- _TASK GOAL_: Filter the data below for the string "shoulder" and copy each matching line.

[Records contained in a dataset]
---+---

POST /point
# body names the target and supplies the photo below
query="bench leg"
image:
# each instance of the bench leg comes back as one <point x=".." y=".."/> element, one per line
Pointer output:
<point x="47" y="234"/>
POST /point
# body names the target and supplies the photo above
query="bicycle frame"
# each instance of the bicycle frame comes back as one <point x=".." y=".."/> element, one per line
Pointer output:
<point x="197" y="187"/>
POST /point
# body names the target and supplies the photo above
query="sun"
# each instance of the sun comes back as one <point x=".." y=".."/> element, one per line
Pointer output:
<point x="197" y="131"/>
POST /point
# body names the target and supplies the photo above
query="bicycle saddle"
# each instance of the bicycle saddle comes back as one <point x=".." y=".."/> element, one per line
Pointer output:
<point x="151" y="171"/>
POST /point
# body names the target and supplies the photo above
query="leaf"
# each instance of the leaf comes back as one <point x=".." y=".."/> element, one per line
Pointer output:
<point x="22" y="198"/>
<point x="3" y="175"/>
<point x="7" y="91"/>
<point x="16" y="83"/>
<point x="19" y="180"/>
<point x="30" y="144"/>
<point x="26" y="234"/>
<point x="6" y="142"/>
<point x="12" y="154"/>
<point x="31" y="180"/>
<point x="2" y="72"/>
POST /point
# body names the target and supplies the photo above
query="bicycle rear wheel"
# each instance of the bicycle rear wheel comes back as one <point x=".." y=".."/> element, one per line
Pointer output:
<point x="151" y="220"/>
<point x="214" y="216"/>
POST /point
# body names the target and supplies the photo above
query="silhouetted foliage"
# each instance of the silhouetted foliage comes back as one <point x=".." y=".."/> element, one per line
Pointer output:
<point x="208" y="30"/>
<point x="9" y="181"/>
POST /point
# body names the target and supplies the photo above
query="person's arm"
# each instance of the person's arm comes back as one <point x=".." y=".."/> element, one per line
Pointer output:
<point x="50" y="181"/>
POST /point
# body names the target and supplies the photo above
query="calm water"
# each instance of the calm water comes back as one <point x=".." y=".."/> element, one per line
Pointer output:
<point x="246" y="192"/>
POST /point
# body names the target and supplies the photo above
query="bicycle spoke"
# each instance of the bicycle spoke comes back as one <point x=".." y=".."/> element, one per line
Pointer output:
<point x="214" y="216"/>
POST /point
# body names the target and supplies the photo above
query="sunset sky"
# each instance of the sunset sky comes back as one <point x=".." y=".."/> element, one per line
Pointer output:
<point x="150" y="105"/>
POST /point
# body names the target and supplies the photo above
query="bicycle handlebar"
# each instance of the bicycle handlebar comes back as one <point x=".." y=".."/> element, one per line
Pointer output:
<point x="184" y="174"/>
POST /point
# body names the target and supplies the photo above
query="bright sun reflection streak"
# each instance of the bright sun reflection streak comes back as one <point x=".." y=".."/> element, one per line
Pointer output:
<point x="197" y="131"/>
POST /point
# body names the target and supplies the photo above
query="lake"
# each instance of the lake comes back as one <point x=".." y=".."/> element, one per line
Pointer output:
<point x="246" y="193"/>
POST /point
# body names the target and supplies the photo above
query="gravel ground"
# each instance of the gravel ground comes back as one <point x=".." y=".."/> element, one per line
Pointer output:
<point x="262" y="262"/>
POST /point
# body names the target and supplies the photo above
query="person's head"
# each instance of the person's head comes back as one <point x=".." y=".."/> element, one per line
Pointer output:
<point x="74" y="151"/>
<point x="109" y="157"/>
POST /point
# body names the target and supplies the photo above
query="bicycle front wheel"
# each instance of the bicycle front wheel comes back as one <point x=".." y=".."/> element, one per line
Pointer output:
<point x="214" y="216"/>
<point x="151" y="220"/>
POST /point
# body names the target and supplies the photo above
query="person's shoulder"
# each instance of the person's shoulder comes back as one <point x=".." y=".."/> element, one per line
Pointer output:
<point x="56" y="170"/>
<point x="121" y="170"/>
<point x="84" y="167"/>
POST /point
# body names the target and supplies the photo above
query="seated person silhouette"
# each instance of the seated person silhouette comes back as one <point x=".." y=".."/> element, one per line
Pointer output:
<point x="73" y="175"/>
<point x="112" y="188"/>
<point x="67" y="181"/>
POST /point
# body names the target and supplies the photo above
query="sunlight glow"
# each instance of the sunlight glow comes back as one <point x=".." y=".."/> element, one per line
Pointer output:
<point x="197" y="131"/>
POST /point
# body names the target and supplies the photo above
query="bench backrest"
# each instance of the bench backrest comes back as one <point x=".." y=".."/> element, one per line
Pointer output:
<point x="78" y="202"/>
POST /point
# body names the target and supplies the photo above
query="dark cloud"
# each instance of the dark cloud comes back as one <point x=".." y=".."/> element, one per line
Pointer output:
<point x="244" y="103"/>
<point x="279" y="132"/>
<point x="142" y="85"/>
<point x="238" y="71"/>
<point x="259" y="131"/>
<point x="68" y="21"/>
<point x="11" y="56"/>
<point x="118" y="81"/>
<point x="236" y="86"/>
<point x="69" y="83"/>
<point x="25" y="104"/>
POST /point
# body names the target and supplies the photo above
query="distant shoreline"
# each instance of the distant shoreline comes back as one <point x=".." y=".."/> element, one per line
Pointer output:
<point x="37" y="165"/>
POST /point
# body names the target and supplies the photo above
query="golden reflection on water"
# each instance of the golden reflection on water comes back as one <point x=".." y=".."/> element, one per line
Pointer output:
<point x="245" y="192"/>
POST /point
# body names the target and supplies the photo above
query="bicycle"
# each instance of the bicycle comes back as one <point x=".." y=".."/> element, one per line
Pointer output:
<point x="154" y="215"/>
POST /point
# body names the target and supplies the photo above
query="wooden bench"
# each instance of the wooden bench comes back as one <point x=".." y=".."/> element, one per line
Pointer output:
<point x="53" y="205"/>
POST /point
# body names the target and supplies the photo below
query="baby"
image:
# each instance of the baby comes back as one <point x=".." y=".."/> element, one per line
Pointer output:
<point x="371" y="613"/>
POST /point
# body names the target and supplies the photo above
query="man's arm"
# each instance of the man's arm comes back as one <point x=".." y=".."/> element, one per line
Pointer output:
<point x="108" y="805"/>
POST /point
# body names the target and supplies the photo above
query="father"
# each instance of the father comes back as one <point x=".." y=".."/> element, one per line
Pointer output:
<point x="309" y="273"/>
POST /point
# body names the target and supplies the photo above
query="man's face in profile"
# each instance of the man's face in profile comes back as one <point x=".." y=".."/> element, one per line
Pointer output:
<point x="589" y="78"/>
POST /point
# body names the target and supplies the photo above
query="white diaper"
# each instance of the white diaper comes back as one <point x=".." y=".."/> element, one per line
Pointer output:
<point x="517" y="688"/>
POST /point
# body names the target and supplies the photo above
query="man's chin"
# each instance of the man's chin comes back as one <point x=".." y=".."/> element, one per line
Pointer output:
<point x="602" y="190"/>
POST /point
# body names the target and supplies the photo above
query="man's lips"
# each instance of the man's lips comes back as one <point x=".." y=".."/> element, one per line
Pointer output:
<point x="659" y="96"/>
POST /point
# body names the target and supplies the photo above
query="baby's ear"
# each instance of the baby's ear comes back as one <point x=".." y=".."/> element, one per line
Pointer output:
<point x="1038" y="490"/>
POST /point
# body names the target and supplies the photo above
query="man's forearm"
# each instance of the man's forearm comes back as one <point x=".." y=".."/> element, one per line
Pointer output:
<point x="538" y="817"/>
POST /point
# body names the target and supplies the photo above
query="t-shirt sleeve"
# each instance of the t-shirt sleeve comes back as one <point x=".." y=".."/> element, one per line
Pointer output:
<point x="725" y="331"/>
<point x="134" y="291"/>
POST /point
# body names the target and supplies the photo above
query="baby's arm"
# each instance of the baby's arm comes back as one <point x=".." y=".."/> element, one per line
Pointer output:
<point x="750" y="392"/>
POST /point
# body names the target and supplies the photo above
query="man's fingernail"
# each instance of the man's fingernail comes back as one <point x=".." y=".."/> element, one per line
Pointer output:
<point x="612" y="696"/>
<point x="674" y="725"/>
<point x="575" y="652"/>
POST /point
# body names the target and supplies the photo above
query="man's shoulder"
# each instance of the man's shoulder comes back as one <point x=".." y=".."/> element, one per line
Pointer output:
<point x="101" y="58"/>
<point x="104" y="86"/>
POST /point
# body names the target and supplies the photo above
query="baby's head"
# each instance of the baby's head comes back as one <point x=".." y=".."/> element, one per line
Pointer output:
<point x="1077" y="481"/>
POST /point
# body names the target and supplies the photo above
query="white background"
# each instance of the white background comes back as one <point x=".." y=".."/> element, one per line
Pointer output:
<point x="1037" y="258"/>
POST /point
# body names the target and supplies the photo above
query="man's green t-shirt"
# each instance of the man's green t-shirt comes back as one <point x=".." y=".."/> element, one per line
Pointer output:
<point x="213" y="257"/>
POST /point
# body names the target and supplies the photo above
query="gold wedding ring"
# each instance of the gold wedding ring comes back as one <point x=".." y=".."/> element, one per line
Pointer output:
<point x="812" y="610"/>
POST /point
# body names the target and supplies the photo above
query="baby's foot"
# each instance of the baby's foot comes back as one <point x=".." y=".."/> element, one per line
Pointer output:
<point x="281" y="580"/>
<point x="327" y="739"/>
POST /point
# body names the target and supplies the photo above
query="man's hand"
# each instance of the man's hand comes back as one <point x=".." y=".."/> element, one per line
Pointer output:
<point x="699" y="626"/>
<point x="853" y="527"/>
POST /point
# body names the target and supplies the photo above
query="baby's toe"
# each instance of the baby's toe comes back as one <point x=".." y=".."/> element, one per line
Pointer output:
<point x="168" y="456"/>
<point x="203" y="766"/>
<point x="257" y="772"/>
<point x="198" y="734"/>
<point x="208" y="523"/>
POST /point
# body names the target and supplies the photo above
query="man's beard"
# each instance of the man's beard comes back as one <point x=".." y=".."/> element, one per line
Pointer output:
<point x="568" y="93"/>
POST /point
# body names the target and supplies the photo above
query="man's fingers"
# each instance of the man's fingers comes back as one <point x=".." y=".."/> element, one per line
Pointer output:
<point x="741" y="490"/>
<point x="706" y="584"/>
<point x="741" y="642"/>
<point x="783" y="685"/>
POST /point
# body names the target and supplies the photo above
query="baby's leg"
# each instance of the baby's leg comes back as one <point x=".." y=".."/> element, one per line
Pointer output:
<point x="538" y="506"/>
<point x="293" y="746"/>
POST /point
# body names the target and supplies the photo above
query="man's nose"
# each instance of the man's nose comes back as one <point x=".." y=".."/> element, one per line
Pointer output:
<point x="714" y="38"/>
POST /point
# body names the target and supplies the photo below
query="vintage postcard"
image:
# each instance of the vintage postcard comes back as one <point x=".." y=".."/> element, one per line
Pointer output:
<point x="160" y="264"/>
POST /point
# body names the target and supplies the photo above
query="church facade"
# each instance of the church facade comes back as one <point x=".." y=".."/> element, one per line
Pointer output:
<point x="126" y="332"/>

---+---

- _ANSWER FOR THIS EXERCISE_:
query="person's shoulder"
# each instance of the person's shoulder comes back as one <point x=".." y=".."/> element, one per line
query="man's shoulder"
# each instance of the man's shoulder comes back as one <point x=".." y=".."/> element, one per line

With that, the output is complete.